▸ **TEXT BLOCK**:
┏━━

Although I’ve posted before on the fact that Medicaid does a better job than expected with respect to controlling health care spending increases, that doesn’t mean that it’s not taxing state budgets. One part of the problem is that as the economy worsens, more people need it. This means that at times when revenues are shrinking, more money is needed for Medicaid. The other part of the problem is that states, unlike the federal government, can’t run deficits. So whenever there is a recession or worse, states are truly crushed. Like now:
The problem is that many states are contending with costs that are rising even faster, as help from the federal government dwindles. Total spending has returned to levels seen before the recession.
The biggest culprit has been Medicaid. State spending on the joint federal-state health-care program for the poor surged by 20 percent this year, following a rise of 23 percent in fiscal 2011.
Officials say the increases are expected to be much smaller next year, but states are still struggling to close the gap.
Jumps in Medicaid spending have doubled the pace of growth in education spending over the past decade, the report said. Overall, Medicaid accounted for 17.4 percent of state general-fund spending last year, making it the second-largest category of spending, behind K-12 education at 35 percent.
While the federal government was picking up some of the increased spending in recent years from “stimulus” spending, that source is drying up. Even as states start to recover, they’st still being hit by an increasing Medicaid population. Enrollment went up 5.1% last year, will go up 3.3% this year, and is expected to go up 3.6% next year. Couple that with rising costs of care per beneficiary, and you’ve got a recipe for disaster.
It’s never made sense to me that caring for the elderly is a federal job, caring for the poor is a local one, and caring for the poor and elderly is split. There aren’t a lot of good reasons to treat these populations differently. This is a perfect example of why we shouldn’t.

┗━━

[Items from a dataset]
┏━━

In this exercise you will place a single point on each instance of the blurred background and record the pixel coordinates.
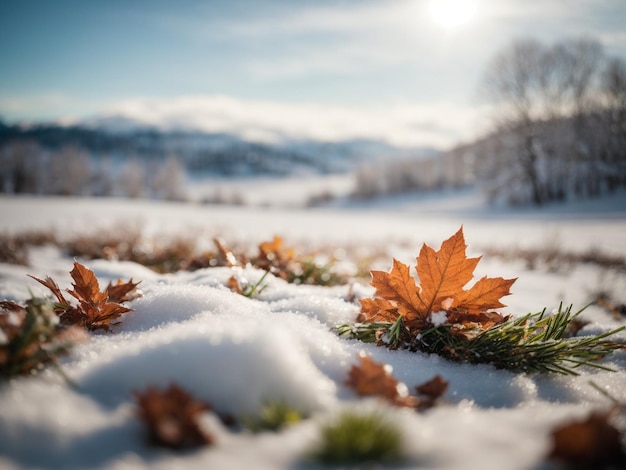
(313, 102)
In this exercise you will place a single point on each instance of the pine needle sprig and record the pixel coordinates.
(535, 342)
(33, 338)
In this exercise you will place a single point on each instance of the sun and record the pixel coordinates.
(451, 14)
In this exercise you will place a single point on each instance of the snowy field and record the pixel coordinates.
(237, 352)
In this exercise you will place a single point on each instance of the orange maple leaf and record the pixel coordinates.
(443, 275)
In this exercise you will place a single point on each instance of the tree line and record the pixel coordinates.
(560, 123)
(27, 168)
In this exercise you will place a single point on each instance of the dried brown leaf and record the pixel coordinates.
(371, 378)
(233, 284)
(172, 417)
(443, 274)
(590, 443)
(56, 291)
(123, 291)
(431, 391)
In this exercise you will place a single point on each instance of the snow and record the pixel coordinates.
(238, 352)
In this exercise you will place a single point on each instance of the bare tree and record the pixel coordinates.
(132, 178)
(21, 168)
(70, 172)
(549, 116)
(512, 81)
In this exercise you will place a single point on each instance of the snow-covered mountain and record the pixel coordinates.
(217, 153)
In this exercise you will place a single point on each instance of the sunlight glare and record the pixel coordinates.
(451, 14)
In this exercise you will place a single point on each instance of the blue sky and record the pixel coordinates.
(322, 69)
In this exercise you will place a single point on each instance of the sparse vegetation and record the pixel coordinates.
(360, 438)
(273, 416)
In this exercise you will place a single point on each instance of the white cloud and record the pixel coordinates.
(439, 124)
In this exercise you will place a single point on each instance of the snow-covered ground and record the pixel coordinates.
(237, 353)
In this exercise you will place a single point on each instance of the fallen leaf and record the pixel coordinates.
(371, 378)
(96, 309)
(443, 274)
(172, 417)
(431, 391)
(590, 443)
(233, 285)
(123, 291)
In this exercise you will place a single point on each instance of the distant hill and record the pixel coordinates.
(219, 154)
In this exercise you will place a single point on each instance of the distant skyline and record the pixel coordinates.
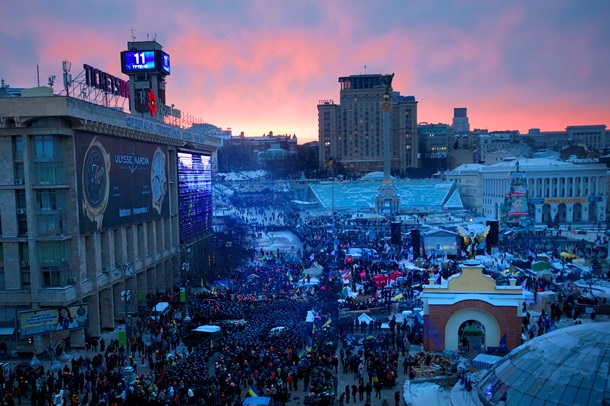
(260, 66)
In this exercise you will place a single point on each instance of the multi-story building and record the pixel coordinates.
(351, 133)
(469, 183)
(565, 191)
(96, 203)
(460, 120)
(435, 139)
(594, 137)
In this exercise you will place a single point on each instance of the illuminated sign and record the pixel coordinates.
(49, 320)
(559, 200)
(139, 61)
(145, 62)
(121, 181)
(106, 82)
(165, 63)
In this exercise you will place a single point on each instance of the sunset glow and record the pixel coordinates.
(260, 66)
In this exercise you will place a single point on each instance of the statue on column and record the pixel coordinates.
(472, 239)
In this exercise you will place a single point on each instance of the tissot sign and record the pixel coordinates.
(120, 181)
(106, 82)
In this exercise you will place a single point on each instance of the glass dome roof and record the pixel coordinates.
(569, 366)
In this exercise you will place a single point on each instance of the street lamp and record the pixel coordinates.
(126, 297)
(186, 267)
(52, 350)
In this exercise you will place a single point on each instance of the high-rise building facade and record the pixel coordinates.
(96, 203)
(460, 120)
(351, 132)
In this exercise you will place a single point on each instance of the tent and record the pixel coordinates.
(485, 361)
(472, 330)
(567, 255)
(258, 400)
(528, 296)
(380, 280)
(314, 270)
(365, 318)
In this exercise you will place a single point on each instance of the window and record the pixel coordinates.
(24, 264)
(2, 282)
(22, 219)
(54, 265)
(49, 160)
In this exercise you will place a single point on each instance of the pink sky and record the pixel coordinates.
(260, 66)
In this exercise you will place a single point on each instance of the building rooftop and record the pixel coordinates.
(568, 366)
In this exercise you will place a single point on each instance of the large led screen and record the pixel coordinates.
(46, 321)
(120, 181)
(194, 194)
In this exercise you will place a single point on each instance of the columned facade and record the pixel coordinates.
(59, 249)
(568, 192)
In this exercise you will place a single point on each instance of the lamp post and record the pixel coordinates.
(126, 297)
(186, 267)
(229, 244)
(127, 271)
(52, 350)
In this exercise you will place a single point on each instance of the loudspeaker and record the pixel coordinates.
(395, 233)
(492, 237)
(416, 241)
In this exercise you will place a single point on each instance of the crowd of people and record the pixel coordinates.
(280, 338)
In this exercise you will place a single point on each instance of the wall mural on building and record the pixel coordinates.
(121, 181)
(516, 212)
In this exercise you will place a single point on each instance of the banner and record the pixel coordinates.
(46, 321)
(120, 181)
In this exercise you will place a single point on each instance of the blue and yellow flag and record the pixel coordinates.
(307, 343)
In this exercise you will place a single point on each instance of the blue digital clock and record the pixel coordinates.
(164, 63)
(139, 61)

┗━━

▸ **EXERCISE INSTRUCTIONS**:
Decide whether each statement below agrees with the text on Medicaid and state budgets. Answer yes or no, and quote the deciding words of the text.
1. Medicaid is the largest category of state general-fund spending.
2. State spending on Medicaid rose by 20 percent this year.
3. States, like the federal government, are able to run deficits.

▸ **ANSWER SPACE**:
1. No: "making it the second-largest category of spending, behind K-12 education at 35 percent"
2. Yes: "State spending on the joint federal-state health-care program for the poor surged by 20 percent this year"
3. No: "states, unlike the federal government, can’t run deficits"